## Wybrany fragment
-----

Kto w sobotę wygra mecz? Z reguły kibice odpowiadają głośno nazwę ich drużyny. Ale w finale Ligi Mistrzów, między Realem Madryt a Liverpoolem przewidywanie wyniku jest wyjątkowo trudne. Nawet dla tak doskonałego specjalisty jak Jonathan Wilson.
- Nie pamiętam meczu na najwyższym poziomie, o którym mogłem powiedzieć: "Nie mam zielonego pojęcia, co się wydarzy". A to jest właśnie taki mecz zagadka - mówi nam Wilson, słynny brytyjski dziennikarz, autor kilku bestsellerów, m.in. "Anatomia Liverpoolu", "Odwrócona Piramida" oraz "Anioły o brudnych twarzach" (w czerwcu ten ostatni tytuł wyjdzie e Polsce).

-----

## Polecenia
• A. Streść w dwóch zdaniach tekst o finale Ligi Mistrzów.
• B. Jakie drużyny zmierzą się w finale Ligi Mistrzów według tekstu o tym meczu?
• C. Rozwiń tekst o finale Ligi Mistrzów, dopisując dalszy ciąg po jego ostatnim zdaniu.

-----

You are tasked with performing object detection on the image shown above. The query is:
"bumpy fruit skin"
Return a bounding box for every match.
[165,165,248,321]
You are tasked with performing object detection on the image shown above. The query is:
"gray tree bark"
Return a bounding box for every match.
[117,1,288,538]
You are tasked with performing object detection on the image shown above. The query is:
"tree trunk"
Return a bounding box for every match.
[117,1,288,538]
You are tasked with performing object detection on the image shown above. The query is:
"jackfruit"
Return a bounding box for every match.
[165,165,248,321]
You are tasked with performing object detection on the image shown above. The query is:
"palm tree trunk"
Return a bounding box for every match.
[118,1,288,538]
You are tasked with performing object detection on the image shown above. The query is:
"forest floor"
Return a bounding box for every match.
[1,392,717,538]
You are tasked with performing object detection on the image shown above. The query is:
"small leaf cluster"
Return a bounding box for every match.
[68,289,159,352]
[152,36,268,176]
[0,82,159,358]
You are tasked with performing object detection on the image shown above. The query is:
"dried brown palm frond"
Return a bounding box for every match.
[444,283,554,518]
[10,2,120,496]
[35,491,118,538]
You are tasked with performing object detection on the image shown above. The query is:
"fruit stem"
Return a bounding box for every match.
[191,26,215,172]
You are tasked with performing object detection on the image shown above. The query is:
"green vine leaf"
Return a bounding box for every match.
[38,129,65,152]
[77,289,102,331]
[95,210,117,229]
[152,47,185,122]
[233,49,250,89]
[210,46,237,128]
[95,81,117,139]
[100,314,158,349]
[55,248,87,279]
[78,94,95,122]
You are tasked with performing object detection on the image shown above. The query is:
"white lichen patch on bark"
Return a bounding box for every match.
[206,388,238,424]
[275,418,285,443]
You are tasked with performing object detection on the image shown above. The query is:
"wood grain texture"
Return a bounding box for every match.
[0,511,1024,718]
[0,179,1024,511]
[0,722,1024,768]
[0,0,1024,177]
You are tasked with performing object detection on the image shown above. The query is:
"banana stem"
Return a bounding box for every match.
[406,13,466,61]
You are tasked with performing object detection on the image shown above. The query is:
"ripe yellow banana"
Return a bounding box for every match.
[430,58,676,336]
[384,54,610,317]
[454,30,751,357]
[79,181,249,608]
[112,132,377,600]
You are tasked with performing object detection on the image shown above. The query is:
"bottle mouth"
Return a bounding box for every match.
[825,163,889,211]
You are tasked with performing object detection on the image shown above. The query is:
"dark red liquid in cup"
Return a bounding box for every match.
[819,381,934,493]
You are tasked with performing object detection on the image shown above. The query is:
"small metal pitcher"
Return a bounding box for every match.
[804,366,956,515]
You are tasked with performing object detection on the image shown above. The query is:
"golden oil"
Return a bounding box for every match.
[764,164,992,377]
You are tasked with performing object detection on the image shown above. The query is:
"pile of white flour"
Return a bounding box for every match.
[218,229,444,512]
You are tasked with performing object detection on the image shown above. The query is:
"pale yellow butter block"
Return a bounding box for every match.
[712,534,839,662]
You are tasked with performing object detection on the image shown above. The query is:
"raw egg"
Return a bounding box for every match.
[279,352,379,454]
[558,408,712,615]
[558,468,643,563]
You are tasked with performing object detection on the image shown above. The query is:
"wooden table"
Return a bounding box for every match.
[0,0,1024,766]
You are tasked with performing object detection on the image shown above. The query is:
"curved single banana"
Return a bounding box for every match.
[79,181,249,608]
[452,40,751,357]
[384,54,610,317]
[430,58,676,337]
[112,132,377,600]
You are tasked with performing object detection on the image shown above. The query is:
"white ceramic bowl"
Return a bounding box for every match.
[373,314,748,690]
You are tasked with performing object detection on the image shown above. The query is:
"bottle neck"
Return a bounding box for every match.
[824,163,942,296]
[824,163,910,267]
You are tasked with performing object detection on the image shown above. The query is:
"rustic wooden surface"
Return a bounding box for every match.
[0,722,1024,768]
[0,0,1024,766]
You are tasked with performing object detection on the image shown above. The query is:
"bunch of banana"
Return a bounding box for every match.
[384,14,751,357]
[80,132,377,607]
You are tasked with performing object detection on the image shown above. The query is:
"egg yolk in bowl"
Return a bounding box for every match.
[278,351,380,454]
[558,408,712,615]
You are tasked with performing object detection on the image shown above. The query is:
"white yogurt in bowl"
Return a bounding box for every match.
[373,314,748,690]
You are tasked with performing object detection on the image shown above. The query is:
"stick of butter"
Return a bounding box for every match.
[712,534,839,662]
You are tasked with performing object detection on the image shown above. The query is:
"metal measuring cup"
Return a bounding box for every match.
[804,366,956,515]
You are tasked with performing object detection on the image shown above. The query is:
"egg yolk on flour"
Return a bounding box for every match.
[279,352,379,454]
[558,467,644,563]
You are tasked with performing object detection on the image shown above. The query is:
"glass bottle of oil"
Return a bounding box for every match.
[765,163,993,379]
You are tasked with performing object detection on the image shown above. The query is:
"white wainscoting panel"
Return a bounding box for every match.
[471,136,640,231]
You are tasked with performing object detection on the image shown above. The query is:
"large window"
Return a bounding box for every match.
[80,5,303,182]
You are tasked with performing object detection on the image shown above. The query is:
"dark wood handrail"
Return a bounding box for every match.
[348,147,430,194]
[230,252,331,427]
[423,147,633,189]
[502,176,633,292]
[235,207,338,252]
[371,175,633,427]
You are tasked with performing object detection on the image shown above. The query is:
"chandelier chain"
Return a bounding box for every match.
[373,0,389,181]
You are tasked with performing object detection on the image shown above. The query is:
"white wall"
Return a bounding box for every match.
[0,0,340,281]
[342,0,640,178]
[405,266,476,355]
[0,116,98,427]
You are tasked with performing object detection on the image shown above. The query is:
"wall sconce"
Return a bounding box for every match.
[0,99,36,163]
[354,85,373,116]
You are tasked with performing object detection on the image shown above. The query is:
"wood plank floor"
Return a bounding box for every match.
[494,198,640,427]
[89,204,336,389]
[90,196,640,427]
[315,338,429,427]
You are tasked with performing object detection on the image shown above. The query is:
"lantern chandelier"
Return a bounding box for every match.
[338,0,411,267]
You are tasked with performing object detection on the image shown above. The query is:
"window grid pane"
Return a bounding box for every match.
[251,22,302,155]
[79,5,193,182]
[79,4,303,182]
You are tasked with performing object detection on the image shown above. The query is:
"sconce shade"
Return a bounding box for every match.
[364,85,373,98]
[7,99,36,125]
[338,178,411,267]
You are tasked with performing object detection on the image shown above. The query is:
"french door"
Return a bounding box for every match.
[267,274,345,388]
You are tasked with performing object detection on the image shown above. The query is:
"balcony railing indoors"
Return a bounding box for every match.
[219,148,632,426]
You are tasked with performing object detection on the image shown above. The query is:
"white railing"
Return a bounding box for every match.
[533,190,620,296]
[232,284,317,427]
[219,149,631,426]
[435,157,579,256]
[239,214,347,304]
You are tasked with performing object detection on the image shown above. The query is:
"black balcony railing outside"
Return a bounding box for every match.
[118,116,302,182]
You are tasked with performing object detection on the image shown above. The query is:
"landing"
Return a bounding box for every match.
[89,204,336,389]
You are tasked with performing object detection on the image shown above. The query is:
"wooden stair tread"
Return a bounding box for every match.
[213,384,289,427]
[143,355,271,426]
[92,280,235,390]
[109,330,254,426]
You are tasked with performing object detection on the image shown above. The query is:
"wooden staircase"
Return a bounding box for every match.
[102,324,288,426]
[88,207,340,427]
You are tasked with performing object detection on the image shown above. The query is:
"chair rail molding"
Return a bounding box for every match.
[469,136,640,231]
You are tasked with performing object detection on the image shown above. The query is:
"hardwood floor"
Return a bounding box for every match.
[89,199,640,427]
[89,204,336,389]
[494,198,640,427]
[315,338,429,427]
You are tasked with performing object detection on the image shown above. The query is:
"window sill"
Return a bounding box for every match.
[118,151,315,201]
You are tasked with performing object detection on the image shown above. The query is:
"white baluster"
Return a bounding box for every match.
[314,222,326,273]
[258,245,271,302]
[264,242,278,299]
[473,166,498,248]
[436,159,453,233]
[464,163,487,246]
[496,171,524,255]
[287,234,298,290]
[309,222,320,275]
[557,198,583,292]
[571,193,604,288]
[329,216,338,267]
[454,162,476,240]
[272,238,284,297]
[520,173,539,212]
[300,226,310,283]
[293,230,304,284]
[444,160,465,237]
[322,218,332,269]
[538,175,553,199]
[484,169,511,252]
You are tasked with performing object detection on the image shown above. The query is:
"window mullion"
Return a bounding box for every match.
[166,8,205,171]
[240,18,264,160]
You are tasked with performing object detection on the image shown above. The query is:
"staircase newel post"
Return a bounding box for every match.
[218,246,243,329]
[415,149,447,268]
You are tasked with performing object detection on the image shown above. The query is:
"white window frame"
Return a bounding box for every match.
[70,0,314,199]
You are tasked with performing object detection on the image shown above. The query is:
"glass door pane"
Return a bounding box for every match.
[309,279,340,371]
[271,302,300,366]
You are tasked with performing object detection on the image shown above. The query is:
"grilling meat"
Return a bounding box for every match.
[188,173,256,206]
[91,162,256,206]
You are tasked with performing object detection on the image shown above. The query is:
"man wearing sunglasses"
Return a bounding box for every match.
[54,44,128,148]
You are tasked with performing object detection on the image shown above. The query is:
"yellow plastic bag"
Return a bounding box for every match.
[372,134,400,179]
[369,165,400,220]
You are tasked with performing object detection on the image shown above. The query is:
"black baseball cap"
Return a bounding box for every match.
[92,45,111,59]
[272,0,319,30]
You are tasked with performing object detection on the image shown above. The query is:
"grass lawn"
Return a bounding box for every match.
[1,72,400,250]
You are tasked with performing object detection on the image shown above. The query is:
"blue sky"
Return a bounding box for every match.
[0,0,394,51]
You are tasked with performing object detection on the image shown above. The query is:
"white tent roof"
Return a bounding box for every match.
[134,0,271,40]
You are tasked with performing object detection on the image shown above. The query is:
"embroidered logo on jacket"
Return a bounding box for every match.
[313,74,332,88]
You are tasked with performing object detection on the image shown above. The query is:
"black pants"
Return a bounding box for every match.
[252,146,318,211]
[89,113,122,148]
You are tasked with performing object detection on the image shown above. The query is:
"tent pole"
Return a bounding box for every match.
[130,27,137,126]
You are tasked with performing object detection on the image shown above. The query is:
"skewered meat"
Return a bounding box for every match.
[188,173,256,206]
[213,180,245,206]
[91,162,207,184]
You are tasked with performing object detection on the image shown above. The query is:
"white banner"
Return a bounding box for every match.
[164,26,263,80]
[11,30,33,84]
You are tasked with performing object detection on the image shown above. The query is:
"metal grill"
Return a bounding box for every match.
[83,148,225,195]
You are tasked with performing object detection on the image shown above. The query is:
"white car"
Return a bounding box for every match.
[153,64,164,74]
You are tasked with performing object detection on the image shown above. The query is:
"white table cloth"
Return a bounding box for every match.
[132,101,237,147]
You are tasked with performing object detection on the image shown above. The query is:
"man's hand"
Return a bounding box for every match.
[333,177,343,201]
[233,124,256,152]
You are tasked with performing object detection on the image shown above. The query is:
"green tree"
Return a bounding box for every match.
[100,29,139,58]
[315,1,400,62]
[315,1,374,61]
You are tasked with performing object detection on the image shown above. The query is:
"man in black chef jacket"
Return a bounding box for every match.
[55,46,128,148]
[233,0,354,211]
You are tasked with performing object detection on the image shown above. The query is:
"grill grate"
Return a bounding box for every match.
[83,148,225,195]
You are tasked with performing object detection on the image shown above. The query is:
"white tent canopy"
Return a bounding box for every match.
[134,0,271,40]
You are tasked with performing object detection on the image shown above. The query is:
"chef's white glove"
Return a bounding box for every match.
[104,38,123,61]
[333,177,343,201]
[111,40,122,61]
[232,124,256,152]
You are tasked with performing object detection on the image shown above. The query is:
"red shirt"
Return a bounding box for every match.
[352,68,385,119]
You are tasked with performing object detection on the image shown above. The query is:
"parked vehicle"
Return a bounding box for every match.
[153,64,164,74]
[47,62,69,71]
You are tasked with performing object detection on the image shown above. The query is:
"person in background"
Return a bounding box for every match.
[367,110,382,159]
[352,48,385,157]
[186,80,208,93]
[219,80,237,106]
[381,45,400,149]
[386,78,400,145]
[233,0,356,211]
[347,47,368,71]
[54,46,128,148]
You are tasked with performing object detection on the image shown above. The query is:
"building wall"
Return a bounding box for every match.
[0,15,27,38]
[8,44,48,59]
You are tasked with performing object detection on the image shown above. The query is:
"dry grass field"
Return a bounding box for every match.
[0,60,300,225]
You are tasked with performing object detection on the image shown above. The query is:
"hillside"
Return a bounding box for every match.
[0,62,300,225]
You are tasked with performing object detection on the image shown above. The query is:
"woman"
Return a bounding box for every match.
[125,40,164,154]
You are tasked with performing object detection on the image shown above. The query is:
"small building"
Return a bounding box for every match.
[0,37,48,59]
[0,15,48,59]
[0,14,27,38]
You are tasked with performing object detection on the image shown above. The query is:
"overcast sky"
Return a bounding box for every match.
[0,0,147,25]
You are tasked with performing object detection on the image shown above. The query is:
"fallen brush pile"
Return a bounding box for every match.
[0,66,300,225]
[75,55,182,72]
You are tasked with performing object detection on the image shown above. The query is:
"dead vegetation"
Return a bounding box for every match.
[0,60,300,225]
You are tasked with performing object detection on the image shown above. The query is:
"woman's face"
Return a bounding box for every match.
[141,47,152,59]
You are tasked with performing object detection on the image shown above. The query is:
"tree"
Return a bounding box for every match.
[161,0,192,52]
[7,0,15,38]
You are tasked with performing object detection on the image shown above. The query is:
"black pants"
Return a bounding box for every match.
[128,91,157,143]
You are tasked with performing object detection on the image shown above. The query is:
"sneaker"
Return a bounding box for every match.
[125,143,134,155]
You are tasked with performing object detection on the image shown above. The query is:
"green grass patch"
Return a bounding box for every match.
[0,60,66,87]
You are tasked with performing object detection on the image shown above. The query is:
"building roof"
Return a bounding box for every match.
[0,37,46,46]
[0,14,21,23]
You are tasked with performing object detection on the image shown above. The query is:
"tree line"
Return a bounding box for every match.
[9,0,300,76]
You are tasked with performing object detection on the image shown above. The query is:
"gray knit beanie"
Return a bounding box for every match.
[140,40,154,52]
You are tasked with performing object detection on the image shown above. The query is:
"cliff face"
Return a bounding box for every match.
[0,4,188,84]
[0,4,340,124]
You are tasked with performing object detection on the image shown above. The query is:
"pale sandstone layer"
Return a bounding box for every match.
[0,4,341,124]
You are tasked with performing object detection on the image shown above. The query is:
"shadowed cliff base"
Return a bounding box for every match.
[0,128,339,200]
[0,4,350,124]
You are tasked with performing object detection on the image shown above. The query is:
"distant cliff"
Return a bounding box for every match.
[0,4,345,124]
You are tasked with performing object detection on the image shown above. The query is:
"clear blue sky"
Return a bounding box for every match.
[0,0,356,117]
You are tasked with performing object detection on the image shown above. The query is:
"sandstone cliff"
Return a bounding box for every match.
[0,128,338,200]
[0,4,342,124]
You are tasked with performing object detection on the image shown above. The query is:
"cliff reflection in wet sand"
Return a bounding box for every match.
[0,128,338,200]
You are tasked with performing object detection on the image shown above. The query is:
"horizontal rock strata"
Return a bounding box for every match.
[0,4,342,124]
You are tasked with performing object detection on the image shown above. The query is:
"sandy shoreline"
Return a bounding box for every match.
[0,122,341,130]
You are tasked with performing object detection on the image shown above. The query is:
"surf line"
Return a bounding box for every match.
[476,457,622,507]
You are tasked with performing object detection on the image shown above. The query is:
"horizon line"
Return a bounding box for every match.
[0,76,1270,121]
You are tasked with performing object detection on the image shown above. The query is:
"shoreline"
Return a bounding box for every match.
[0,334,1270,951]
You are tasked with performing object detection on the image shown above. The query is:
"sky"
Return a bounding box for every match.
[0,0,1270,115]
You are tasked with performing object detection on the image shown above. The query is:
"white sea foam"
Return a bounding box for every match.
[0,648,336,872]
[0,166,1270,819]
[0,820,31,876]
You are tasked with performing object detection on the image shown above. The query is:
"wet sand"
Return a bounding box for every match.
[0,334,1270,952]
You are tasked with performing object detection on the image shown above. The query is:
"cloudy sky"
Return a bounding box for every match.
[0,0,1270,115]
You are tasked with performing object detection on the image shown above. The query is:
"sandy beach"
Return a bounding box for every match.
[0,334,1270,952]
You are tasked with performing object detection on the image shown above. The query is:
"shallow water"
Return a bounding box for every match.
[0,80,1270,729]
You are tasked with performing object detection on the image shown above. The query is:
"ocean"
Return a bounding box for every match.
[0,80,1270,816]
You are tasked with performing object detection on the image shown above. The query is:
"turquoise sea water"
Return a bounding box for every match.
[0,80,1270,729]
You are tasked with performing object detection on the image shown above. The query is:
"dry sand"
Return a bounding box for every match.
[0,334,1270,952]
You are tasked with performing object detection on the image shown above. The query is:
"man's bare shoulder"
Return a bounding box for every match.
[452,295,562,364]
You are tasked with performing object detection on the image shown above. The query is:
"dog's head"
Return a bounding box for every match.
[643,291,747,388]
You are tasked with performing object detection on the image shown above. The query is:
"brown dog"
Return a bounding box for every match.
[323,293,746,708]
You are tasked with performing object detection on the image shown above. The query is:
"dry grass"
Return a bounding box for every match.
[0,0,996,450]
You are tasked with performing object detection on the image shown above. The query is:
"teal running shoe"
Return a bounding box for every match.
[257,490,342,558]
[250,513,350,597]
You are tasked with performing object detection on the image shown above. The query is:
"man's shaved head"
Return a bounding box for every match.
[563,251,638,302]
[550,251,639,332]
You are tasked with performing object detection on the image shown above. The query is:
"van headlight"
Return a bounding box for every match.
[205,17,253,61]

-----

## Wyniki
• A. Przewidzenie wyniku finału Ligi Mistrzów między Realem Madryt a Liverpoolem jest wyjątkowo trudne, nawet dla tak doskonałego specjalisty jak Jonathan Wilson. Ten słynny brytyjski dziennikarz i autor kilku bestsellerów mówi, że nie pamięta meczu na najwyższym poziomie, o którym mógłby powiedzieć, że nie ma pojęcia, co się wydarzy, a ten mecz nazywa zagadką.

• B. Real Madryt i Liverpool.

• C.
Kiedyś te dwie drużyny już spotkały się w finale. W 1981 roku Liverpool wygrał 1:0 po bramce Allana Kennedy'ego. Czy taki wynik może się powtórzyć? Dziennikarz nie ma wątpliwości... że nie.
- Może być 6:1 w jedną albo drugą stronę. To dwie drużyny, które są fantastyczne w ataku i koszmarne w obronie. Nie przyjmuję do wiadomości, że mogłoby być 1:0. Liverpool w tym sezonie gra cudownie. Po prostu chce się go oglądać. Na przykład oglądając Manchester City, widzisz dojrzałość, mentalną siłę. W przypadku Liverpoolu jest jakieś szaleństwo, szybkość - mówi.
Obie drużyny mają atuty ale mają też słabości.
- A więc jest tu szybkość, przebojowość, a przecież Real miał poważne problemy ze starym Bayernem i tylko fatalny błąd bramkarza dał im awans. A z drugiej strony oglądasz mecz Roma - Liverpool i widzisz, że na Liverpoolu nie można polegać, nie można w ciemno przewidzieć wyniku tej drużyny - dodaje Wilson.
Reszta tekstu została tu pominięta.